**What this exercise asks**
A) According to the passage about Moishe Pipick, what did Menahem Golan say was the worst Warner Brothers could do to him?
B) Extend the passage about Moishe Pipick, starting after its final sentence.

**Selected extract**
┏━━
Moishe Pipick is a wonderful phrase used by Jews. Moishe Pipick is, as it were, the lowest of the low. When the highly mercurial film producer Menahem Golan had sold some movies to Warner Brothers but could not deliver them because he’d sold them to somebody else as well, I said, “Menahem, will Warner Brothers not take you to court to get the money back?” He said, “No, they won’t. The worst they can do is call me Moishe Pipick.”

There are people who collect jokes. They insist on telling you jokes on the telephone. And when you meet them over a dinner they tell non-stop jokes that are so dirty and so horrible that nobody wants to hear them. In this case I’m thinking of a very distinguished British actor whose wife continually upbraids him to stop telling these stupid jokes, as indeed do I. There’s also a well-known rock musician. They are both very nice people but they seem to have this absolutely insatiable desire to tell endless dirty jokes, each one more vulgar and less funny than the one before. The only thing to do is try and shut them up, because it has nothing to do with humour but more to do with seeing how dirty the jokes can get before shocking people.
┗━━
(Region descriptions in natural language)
┏━━
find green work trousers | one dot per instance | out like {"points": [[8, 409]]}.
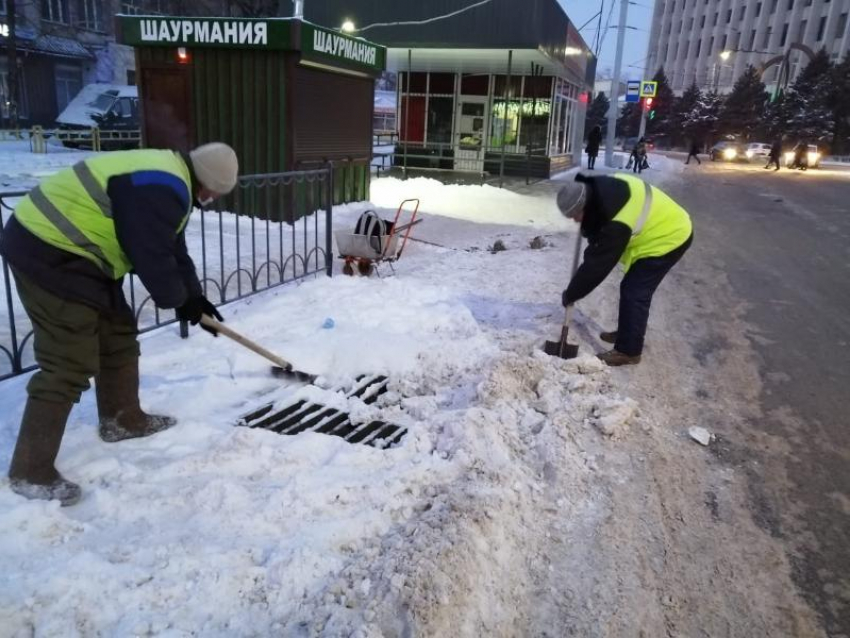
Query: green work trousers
{"points": [[73, 342]]}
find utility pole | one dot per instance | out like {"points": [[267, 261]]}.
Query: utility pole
{"points": [[643, 110], [11, 47], [614, 111]]}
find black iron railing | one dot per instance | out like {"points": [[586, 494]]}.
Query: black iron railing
{"points": [[272, 230]]}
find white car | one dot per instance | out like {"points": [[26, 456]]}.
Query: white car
{"points": [[812, 157], [757, 149]]}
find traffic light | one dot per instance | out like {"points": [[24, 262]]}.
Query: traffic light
{"points": [[650, 111]]}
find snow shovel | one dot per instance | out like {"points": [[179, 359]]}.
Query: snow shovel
{"points": [[562, 348], [282, 367]]}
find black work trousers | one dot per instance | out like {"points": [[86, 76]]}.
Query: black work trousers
{"points": [[636, 292]]}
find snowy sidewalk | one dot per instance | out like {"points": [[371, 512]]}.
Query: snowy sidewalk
{"points": [[213, 529]]}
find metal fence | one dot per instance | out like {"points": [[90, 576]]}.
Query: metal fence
{"points": [[272, 230]]}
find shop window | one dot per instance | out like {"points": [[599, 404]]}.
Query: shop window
{"points": [[54, 10], [413, 123], [504, 124], [5, 94], [69, 82], [539, 87], [440, 120], [515, 86], [418, 83], [442, 83], [534, 123], [474, 84], [470, 125]]}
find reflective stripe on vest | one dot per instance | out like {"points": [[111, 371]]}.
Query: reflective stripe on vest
{"points": [[644, 213], [94, 190], [72, 210], [55, 216], [658, 224]]}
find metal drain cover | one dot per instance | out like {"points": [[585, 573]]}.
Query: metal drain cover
{"points": [[306, 416]]}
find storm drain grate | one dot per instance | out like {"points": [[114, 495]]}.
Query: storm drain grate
{"points": [[306, 416]]}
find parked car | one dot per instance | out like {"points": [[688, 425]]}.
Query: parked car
{"points": [[727, 151], [110, 107], [757, 149], [812, 157]]}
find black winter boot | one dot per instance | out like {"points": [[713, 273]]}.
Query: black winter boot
{"points": [[120, 415], [608, 337], [32, 473]]}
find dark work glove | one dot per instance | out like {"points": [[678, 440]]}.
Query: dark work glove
{"points": [[192, 310]]}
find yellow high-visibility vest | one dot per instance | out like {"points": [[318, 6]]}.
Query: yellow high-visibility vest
{"points": [[72, 211], [659, 225]]}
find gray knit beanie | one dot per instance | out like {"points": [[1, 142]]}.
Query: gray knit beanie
{"points": [[216, 167]]}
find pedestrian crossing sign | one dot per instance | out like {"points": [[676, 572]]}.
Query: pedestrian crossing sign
{"points": [[648, 89]]}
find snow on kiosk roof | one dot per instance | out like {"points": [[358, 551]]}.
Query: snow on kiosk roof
{"points": [[272, 88]]}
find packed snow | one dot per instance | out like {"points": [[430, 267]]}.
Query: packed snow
{"points": [[214, 529]]}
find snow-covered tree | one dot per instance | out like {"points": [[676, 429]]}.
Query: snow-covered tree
{"points": [[701, 122], [810, 110], [682, 108], [743, 109], [841, 107]]}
┗━━
**List of answers**
A) Call him Moishe Pipick.

B)
Funny remarks are rare. I recall one made by a nurse who was visiting me in hospital with my wife Geraldine. I was in the Cromwell Hospital for a few days and I said on Friday evening, “How do I get out of here?” meaning who’s going to release me officially from the hospital. So I said, “How do I get out of here?” to which Nurse Amparo replied, “Follow the exit signs.” I thought that was very funny, but maybe that’s because I’d recently come out of illness.

Of course there are things that are funny to me which are not funny to anybody else. The first time I ever directed anybody was on a raised ledge of a windowsill at my school. The actors, who were children, included a boy called Robert Brindley. He was meant to come on and do some acting. I hit out at the curtain where he was hiding behind and said, “Come on, Robert, you’re on.” But I pushed him out the window. We were one floor up. He fell to the ground and went around for the next two weeks with his arm in a sling. I obviously have a rather odd sense of humour because I found that extremely funny.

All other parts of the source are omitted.